L’origine et la fosse

Publié le par E-Mosaïque

Peinture . Courbet au Grand Palais à Paris. Une rencontre exceptionnelle avec les chefs-d’oeuvre de celui qui, en voulant peindre le vrai, devint l’un des pères de la peinture moderne.

 

Le tableau le plus troublant de Courbet est-il bien l’Origine du monde ? Ce tableautin si longtemps secret et dissimulé aux regards par ses divers propriétaires, dont Jacques Lacan lui-même, qui le cachait derrière un simulacre de paysage d’André Masson. On sait que Courbet l’avait peint pour un diplomate turc, riche et amateur d’art, Khalil Bey. Mais cela ne rend compte en rien de la présence tout à la fois gênante et envoûtante de ce sexe en plan rapproché, cette chemise relevée, ces cuisses ouvertes, cette peau où semble circuler le sang. Courbet lui-même, lors d’un dîner entre intimes, avait salué son oeuvre en ces termes : « Titien, Véronèse, leur Raphaël, moi-même, nous n’avons rien fait de plus beau. » Car l’Origine du monde n’est pas un tableau érotique, encore moins un tableau fripon. C’est d’une certaine manière un tableau aux limites de la peinture, précisément parce que jamais il ne pourra être regardé banalement, comme une peinture.

● **CONSIGNE A**
Dans le texte sur Courbet, relevez les peintres que Courbet nomme dans la phrase qu'il prononce lors d'un dîner entre intimes.

● **ENREGISTREMENTS À TRAITER**
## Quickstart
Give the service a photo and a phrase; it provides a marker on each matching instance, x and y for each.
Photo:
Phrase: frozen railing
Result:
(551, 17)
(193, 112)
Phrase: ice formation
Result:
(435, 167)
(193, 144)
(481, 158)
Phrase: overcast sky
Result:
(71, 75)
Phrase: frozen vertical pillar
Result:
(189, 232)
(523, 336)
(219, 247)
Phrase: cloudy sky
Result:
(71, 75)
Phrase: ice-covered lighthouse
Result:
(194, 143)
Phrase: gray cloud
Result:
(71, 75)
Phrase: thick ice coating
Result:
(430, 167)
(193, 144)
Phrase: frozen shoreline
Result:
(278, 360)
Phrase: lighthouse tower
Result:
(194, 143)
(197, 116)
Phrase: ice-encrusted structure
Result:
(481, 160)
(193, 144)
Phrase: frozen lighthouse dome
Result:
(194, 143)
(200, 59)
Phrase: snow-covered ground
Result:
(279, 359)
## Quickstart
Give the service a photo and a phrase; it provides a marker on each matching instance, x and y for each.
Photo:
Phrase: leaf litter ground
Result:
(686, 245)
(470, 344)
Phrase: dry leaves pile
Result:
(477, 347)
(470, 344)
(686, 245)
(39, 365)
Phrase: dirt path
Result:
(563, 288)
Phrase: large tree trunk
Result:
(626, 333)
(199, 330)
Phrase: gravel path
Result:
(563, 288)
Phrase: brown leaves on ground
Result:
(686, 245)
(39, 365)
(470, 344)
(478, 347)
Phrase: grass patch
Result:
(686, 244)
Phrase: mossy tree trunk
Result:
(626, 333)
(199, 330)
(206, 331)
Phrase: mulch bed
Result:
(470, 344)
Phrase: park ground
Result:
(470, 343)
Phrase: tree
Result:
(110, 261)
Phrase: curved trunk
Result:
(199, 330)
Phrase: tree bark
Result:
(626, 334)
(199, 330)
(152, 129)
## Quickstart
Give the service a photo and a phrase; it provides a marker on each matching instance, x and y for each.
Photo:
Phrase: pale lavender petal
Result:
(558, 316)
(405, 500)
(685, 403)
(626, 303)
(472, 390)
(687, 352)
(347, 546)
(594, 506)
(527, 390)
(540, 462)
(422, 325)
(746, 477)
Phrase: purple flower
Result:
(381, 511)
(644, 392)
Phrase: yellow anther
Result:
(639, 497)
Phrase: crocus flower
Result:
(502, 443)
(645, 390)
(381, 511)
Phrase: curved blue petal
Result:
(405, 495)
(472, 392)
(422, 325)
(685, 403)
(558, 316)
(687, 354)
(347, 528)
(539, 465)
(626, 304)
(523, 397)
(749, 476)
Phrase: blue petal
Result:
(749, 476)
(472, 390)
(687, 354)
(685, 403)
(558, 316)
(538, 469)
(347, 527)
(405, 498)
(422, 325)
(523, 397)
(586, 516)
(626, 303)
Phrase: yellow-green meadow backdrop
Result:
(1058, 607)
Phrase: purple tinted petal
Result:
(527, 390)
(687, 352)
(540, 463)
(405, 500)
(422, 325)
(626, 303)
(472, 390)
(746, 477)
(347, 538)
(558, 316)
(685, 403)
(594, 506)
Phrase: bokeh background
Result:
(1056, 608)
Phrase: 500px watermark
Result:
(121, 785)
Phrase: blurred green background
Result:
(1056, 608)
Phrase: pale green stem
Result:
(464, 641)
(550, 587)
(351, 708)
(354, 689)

* * *

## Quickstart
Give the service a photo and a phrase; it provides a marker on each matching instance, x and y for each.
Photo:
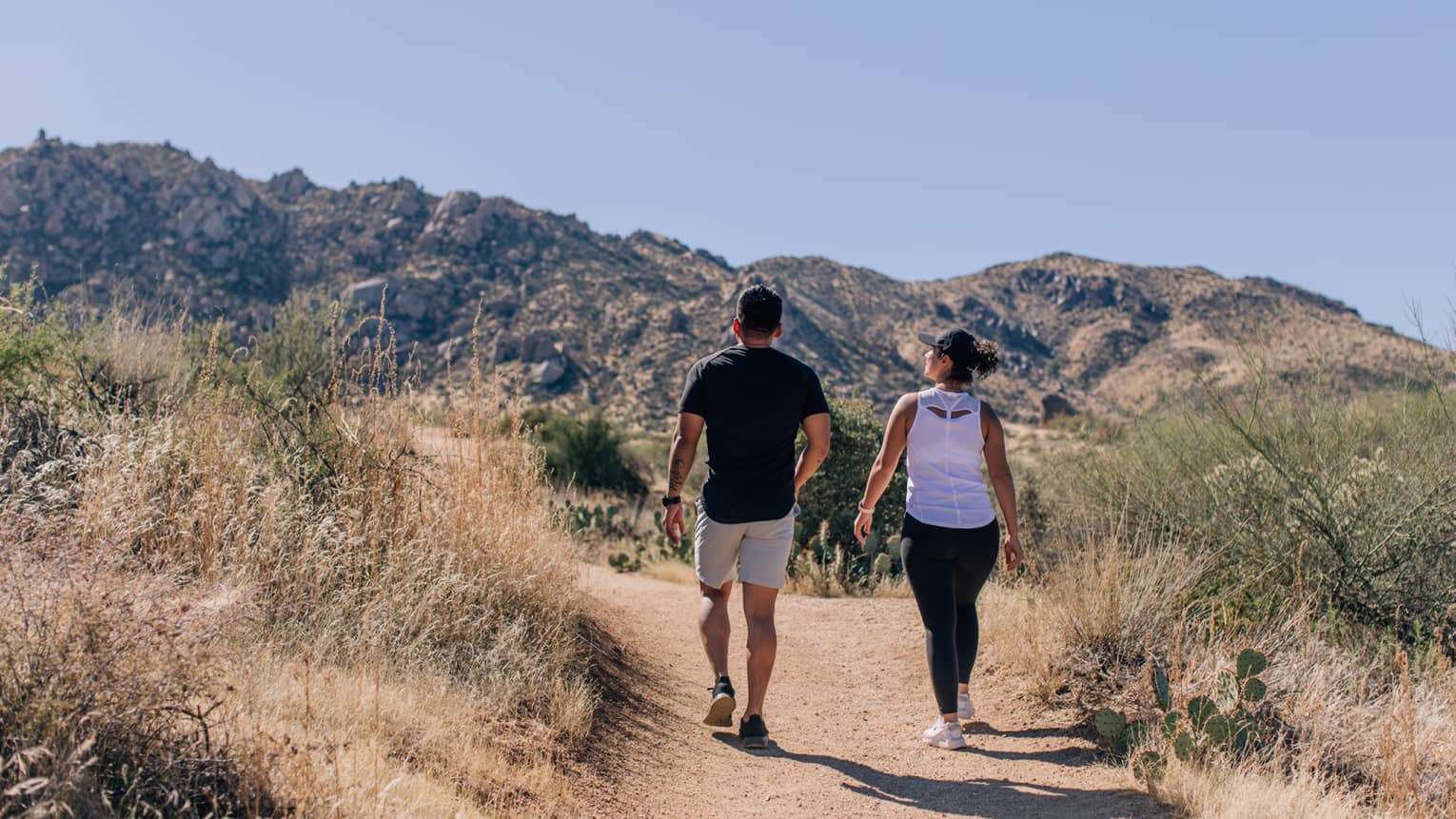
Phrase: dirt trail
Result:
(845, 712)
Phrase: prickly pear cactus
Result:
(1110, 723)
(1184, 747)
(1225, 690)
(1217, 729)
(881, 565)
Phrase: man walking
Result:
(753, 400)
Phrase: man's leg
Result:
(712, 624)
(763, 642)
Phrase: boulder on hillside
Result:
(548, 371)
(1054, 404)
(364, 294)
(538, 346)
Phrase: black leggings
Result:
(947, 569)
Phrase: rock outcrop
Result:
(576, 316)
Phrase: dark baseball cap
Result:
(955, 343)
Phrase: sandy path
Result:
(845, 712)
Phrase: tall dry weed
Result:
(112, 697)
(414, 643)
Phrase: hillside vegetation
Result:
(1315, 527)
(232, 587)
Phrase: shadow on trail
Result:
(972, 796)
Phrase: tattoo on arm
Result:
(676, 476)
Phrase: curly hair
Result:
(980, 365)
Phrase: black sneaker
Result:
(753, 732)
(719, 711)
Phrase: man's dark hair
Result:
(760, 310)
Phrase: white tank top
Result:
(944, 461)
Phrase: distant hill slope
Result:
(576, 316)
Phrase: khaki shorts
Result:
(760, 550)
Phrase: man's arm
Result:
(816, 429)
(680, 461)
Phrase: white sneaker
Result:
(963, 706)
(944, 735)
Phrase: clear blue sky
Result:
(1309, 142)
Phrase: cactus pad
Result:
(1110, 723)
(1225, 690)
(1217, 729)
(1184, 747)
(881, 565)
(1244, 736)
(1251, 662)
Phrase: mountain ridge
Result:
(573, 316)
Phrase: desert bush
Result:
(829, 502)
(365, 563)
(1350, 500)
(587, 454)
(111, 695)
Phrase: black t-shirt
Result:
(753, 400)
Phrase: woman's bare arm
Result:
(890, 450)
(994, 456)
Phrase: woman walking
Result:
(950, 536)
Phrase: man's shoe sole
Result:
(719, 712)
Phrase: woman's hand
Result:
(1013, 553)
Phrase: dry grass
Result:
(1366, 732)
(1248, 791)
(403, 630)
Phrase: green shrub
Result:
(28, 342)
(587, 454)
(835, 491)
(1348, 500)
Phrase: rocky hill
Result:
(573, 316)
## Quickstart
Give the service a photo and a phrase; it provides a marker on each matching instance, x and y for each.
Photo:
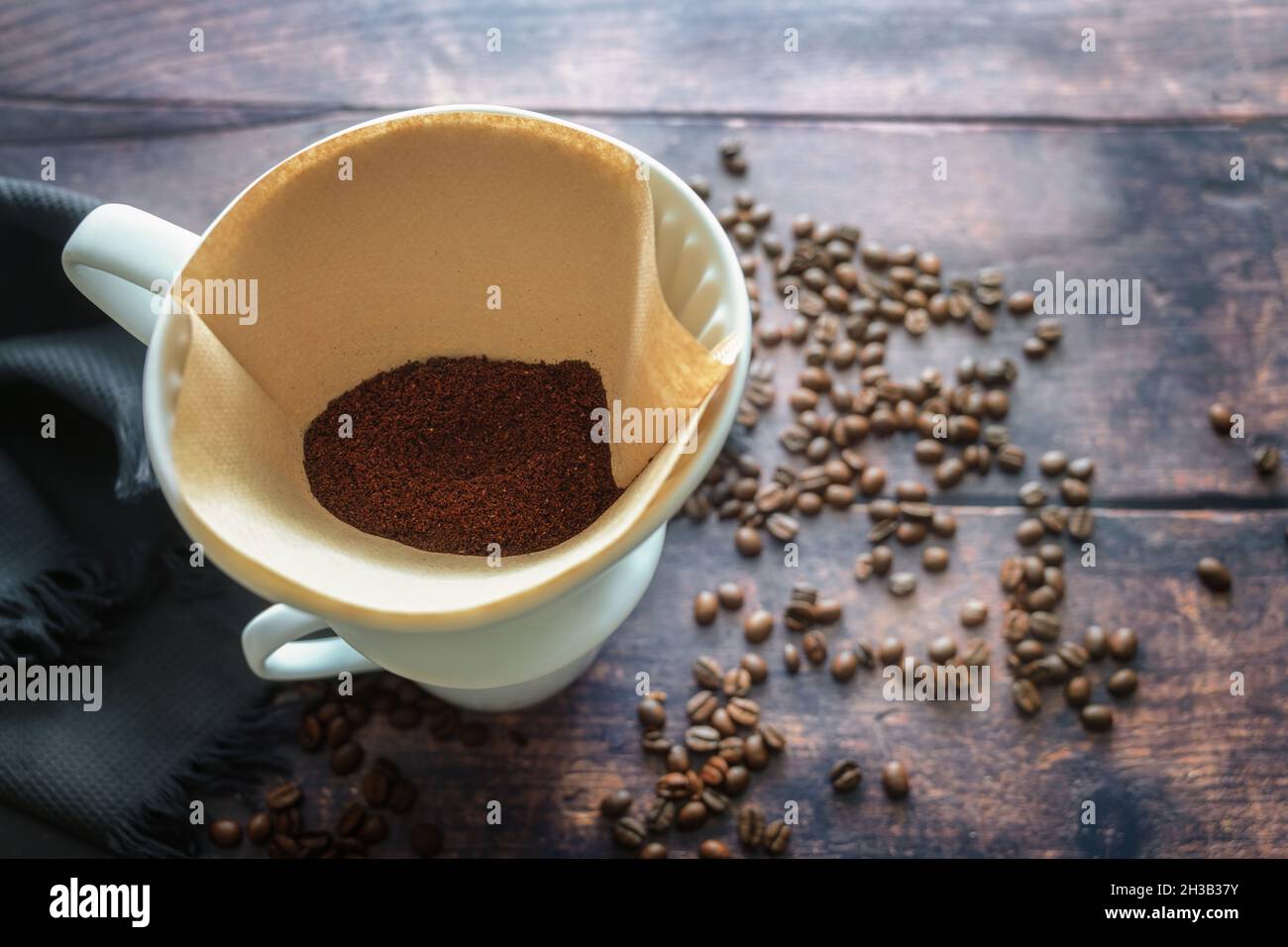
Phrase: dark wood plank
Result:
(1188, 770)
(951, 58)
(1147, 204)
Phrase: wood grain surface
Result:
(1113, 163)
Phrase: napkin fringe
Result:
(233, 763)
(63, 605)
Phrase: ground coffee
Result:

● **CONSIGNE B**
Recueillez chaque ligne des enregistrements où figure la chaîne "hair", en respectant la casse.

● **RÉPONSE A**
Titien, Véronèse, Raphaël

● **RÉPONSE B**
Phrase: curly hair
Phrase: man's dark hair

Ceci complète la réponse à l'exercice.